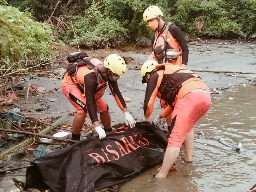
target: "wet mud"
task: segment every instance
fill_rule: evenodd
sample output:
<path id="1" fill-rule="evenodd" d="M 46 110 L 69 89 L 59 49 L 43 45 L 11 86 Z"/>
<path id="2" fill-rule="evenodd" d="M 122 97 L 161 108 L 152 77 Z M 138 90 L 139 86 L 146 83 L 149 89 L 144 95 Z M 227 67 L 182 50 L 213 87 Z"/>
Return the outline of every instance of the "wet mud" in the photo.
<path id="1" fill-rule="evenodd" d="M 256 78 L 255 48 L 252 46 L 254 44 L 225 42 L 191 44 L 188 68 L 199 71 L 197 73 L 210 88 L 212 97 L 211 108 L 194 128 L 193 162 L 185 163 L 182 160 L 185 154 L 182 147 L 177 162 L 177 171 L 170 172 L 166 179 L 155 179 L 153 175 L 158 171 L 152 168 L 119 185 L 120 191 L 245 191 L 255 184 L 256 102 L 254 99 L 256 87 L 250 85 L 255 84 L 251 80 Z M 89 51 L 88 53 L 102 60 L 112 53 L 125 57 L 128 69 L 124 76 L 118 80 L 119 86 L 123 96 L 130 99 L 127 103 L 129 111 L 137 121 L 140 121 L 144 116 L 143 102 L 146 85 L 142 84 L 139 69 L 148 58 L 150 48 L 145 48 L 142 53 L 133 47 L 128 50 L 129 52 L 110 49 Z M 58 60 L 65 61 L 65 54 L 77 50 L 75 48 L 63 50 L 60 53 L 64 54 Z M 19 93 L 23 96 L 20 96 L 21 99 L 15 102 L 15 106 L 6 108 L 17 107 L 26 116 L 41 118 L 61 116 L 67 111 L 74 114 L 75 109 L 62 93 L 61 75 L 53 73 L 65 68 L 66 65 L 65 63 L 52 65 L 48 75 L 42 75 L 47 77 L 25 77 L 22 83 L 25 88 Z M 205 70 L 208 72 L 200 72 Z M 232 73 L 221 72 L 224 71 Z M 28 82 L 44 87 L 45 92 L 56 89 L 58 91 L 31 97 L 26 101 L 21 97 L 26 97 Z M 112 125 L 124 123 L 124 116 L 108 89 L 103 98 L 110 107 Z M 52 102 L 50 99 L 56 101 Z M 37 111 L 46 107 L 47 109 L 44 111 Z M 152 119 L 161 111 L 157 98 Z M 69 116 L 68 121 L 72 122 L 73 118 Z M 87 121 L 90 126 L 90 121 Z M 199 134 L 201 131 L 203 135 Z M 243 148 L 238 153 L 210 137 L 232 147 L 240 142 Z M 16 174 L 25 172 L 21 170 Z M 9 191 L 14 186 L 13 177 L 0 176 L 0 192 Z M 17 176 L 16 178 L 22 180 L 25 177 Z"/>

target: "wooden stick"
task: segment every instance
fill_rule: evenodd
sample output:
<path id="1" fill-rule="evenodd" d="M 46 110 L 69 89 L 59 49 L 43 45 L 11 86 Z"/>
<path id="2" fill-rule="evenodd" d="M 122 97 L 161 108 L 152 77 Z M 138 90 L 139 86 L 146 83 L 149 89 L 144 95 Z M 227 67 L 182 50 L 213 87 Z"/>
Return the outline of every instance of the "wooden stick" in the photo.
<path id="1" fill-rule="evenodd" d="M 0 131 L 5 131 L 6 132 L 9 133 L 20 133 L 20 134 L 23 134 L 24 135 L 33 135 L 34 136 L 35 135 L 36 136 L 39 137 L 42 137 L 43 138 L 47 138 L 48 139 L 51 139 L 54 140 L 56 140 L 57 141 L 60 141 L 65 142 L 66 143 L 76 143 L 77 142 L 77 141 L 75 140 L 72 140 L 71 139 L 62 139 L 61 138 L 59 138 L 58 137 L 55 137 L 50 135 L 43 135 L 43 134 L 40 134 L 39 133 L 30 133 L 30 132 L 28 132 L 27 131 L 21 131 L 17 130 L 13 130 L 12 129 L 0 129 Z"/>
<path id="2" fill-rule="evenodd" d="M 79 48 L 79 45 L 78 44 L 78 41 L 77 39 L 76 38 L 76 36 L 75 35 L 75 30 L 74 29 L 74 27 L 73 27 L 73 23 L 72 22 L 72 21 L 71 21 L 71 25 L 72 25 L 72 28 L 73 29 L 73 32 L 74 33 L 74 35 L 75 35 L 75 38 L 76 39 L 76 43 L 78 44 L 78 49 L 79 50 L 79 51 L 80 51 L 80 48 Z"/>

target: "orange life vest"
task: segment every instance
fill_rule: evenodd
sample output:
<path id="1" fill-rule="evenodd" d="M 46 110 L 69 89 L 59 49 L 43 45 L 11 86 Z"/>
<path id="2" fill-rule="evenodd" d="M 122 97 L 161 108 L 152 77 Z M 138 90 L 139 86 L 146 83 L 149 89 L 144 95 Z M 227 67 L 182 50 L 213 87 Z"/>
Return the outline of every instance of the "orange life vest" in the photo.
<path id="1" fill-rule="evenodd" d="M 154 52 L 159 63 L 168 62 L 181 66 L 182 50 L 178 43 L 169 31 L 169 28 L 172 25 L 171 22 L 168 23 L 163 32 L 160 34 L 159 34 L 157 30 L 156 30 L 153 45 Z M 166 43 L 170 47 L 166 47 Z"/>
<path id="2" fill-rule="evenodd" d="M 164 64 L 156 66 L 156 71 L 164 70 L 164 75 L 158 91 L 161 98 L 174 108 L 173 103 L 179 91 L 185 84 L 195 80 L 202 81 L 196 74 L 186 69 Z M 184 72 L 182 73 L 182 71 Z"/>

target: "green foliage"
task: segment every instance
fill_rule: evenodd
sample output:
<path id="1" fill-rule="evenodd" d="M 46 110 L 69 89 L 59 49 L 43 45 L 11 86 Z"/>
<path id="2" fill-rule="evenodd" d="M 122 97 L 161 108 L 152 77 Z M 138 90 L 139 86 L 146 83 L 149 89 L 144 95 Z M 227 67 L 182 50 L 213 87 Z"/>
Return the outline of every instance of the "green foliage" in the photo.
<path id="1" fill-rule="evenodd" d="M 239 36 L 241 32 L 240 26 L 228 17 L 228 12 L 219 2 L 219 0 L 178 0 L 175 5 L 176 11 L 171 20 L 190 36 Z M 204 23 L 200 34 L 197 21 Z"/>
<path id="2" fill-rule="evenodd" d="M 41 21 L 48 19 L 57 2 L 9 0 Z M 150 42 L 153 32 L 142 15 L 151 5 L 159 6 L 164 20 L 187 37 L 247 38 L 256 33 L 255 0 L 62 0 L 60 5 L 53 15 L 61 15 L 70 27 L 73 21 L 80 45 L 94 49 L 125 41 Z M 76 44 L 71 27 L 57 30 L 62 40 Z"/>
<path id="3" fill-rule="evenodd" d="M 45 24 L 33 21 L 29 15 L 11 6 L 0 5 L 1 65 L 5 67 L 22 60 L 42 61 L 52 56 L 51 31 Z M 36 64 L 36 61 L 33 64 Z"/>

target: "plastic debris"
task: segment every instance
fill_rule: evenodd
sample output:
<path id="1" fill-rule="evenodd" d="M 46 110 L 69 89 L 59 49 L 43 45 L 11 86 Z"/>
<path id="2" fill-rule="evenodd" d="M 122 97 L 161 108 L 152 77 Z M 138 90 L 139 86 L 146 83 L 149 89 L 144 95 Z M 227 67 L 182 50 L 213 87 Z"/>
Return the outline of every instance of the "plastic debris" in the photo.
<path id="1" fill-rule="evenodd" d="M 47 110 L 48 110 L 49 109 L 49 107 L 42 107 L 41 108 L 38 108 L 36 110 L 36 111 L 45 111 Z"/>
<path id="2" fill-rule="evenodd" d="M 59 75 L 60 76 L 62 76 L 65 73 L 66 73 L 66 69 L 64 69 L 64 68 L 58 68 L 58 69 L 55 69 L 53 70 L 54 73 L 57 73 L 57 75 Z"/>
<path id="3" fill-rule="evenodd" d="M 11 112 L 10 113 L 7 113 L 4 114 L 4 115 L 8 119 L 11 118 L 15 119 L 15 120 L 13 121 L 14 122 L 17 122 L 17 121 L 20 121 L 22 123 L 23 123 L 26 121 L 26 118 L 25 117 L 21 117 L 14 113 L 20 114 L 20 110 L 18 108 L 14 108 L 11 111 Z"/>
<path id="4" fill-rule="evenodd" d="M 45 155 L 46 153 L 45 152 L 45 148 L 43 147 L 38 147 L 33 152 L 34 156 L 36 158 L 39 158 Z"/>
<path id="5" fill-rule="evenodd" d="M 53 135 L 53 137 L 59 138 L 64 137 L 69 134 L 69 133 L 68 133 L 67 132 L 62 131 L 60 132 L 59 132 L 59 133 L 55 133 L 54 135 Z"/>
<path id="6" fill-rule="evenodd" d="M 49 98 L 49 100 L 52 102 L 56 102 L 56 99 L 55 98 Z"/>
<path id="7" fill-rule="evenodd" d="M 30 92 L 36 92 L 38 93 L 43 93 L 46 89 L 43 87 L 37 87 L 36 86 L 32 86 L 30 89 Z"/>
<path id="8" fill-rule="evenodd" d="M 238 148 L 239 148 L 240 149 L 241 149 L 242 148 L 242 144 L 239 142 L 239 143 L 238 144 L 238 145 L 237 146 Z"/>
<path id="9" fill-rule="evenodd" d="M 39 138 L 39 140 L 41 142 L 44 143 L 52 143 L 53 140 L 48 138 Z"/>
<path id="10" fill-rule="evenodd" d="M 131 99 L 129 97 L 123 97 L 123 98 L 124 102 L 126 103 L 130 102 Z"/>

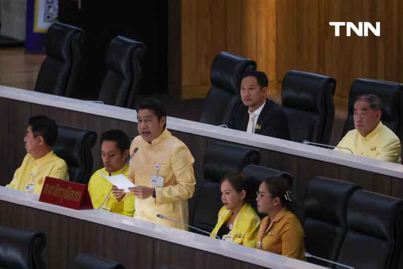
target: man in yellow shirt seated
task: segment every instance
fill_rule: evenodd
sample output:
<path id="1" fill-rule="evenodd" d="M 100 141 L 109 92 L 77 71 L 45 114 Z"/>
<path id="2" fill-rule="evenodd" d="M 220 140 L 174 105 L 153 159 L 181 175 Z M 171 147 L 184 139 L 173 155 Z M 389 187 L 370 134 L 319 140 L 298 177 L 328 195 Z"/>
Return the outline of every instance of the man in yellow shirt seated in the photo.
<path id="1" fill-rule="evenodd" d="M 31 117 L 24 138 L 27 155 L 6 188 L 40 194 L 46 176 L 69 180 L 65 162 L 53 151 L 57 124 L 45 116 Z"/>
<path id="2" fill-rule="evenodd" d="M 99 143 L 105 167 L 95 172 L 88 183 L 88 191 L 92 205 L 97 208 L 103 203 L 102 209 L 107 211 L 133 217 L 135 196 L 127 197 L 123 202 L 118 203 L 113 195 L 109 193 L 112 184 L 100 174 L 101 173 L 114 176 L 123 174 L 127 176 L 129 166 L 126 164 L 126 162 L 129 156 L 129 138 L 120 130 L 109 130 L 102 134 Z"/>
<path id="3" fill-rule="evenodd" d="M 354 126 L 337 145 L 351 150 L 354 154 L 393 163 L 400 163 L 398 138 L 380 121 L 382 104 L 373 94 L 360 95 L 354 103 Z M 336 148 L 334 150 L 349 153 Z"/>

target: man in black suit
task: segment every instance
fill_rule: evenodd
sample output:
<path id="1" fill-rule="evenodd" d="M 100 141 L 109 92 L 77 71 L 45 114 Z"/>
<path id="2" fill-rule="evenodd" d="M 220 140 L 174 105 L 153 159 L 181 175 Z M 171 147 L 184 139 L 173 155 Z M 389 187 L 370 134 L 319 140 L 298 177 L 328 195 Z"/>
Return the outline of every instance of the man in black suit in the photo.
<path id="1" fill-rule="evenodd" d="M 244 74 L 241 82 L 242 103 L 234 108 L 227 125 L 232 129 L 289 140 L 285 113 L 266 98 L 268 85 L 267 77 L 263 72 Z"/>

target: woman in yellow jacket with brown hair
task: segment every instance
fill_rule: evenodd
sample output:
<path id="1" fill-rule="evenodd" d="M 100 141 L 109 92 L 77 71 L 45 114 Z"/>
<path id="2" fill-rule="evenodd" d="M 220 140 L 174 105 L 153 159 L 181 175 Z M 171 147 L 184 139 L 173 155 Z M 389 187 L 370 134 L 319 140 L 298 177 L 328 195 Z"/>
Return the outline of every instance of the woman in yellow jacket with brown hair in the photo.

________

_Short problem_
Copy the material word for word, from the line with "target: man in yellow shirt seated" to the line with "244 74 L 241", both of those lines included.

_Result_
target: man in yellow shirt seated
task: segment every instance
fill_rule: evenodd
sample output:
<path id="1" fill-rule="evenodd" d="M 100 141 L 109 92 L 77 71 L 45 114 Z"/>
<path id="2" fill-rule="evenodd" d="M 220 140 L 174 105 L 153 159 L 181 175 Z M 171 147 L 184 139 L 173 155 Z M 389 187 L 370 134 L 319 140 L 298 177 L 328 195 Z"/>
Return the outline of every instance of the man in yellow shirt seated in the photo.
<path id="1" fill-rule="evenodd" d="M 31 117 L 24 138 L 27 155 L 6 188 L 40 194 L 46 176 L 69 180 L 65 162 L 53 151 L 57 124 L 45 116 Z"/>
<path id="2" fill-rule="evenodd" d="M 99 143 L 105 167 L 95 172 L 88 183 L 88 191 L 92 205 L 97 208 L 103 203 L 102 209 L 107 211 L 133 217 L 135 196 L 127 197 L 123 202 L 118 203 L 113 195 L 109 193 L 112 184 L 100 174 L 101 173 L 114 176 L 123 174 L 127 176 L 129 166 L 126 164 L 126 162 L 129 156 L 129 138 L 120 130 L 109 130 L 102 134 Z"/>
<path id="3" fill-rule="evenodd" d="M 354 126 L 337 145 L 351 150 L 354 154 L 393 163 L 400 163 L 398 138 L 380 121 L 382 104 L 373 94 L 360 95 L 354 103 Z M 336 148 L 334 150 L 349 153 Z"/>

target: man in black suit
task: segment every instance
fill_rule: evenodd
sample output:
<path id="1" fill-rule="evenodd" d="M 100 141 L 109 92 L 77 71 L 45 114 Z"/>
<path id="2" fill-rule="evenodd" d="M 220 140 L 174 105 L 153 159 L 181 175 Z M 171 147 L 184 139 L 173 155 Z M 389 187 L 370 134 L 319 140 L 298 177 L 328 195 Z"/>
Return the outline of every instance of the man in black suit in the photo.
<path id="1" fill-rule="evenodd" d="M 244 74 L 241 82 L 242 103 L 234 108 L 227 125 L 232 129 L 289 140 L 285 113 L 266 98 L 268 85 L 267 77 L 263 72 Z"/>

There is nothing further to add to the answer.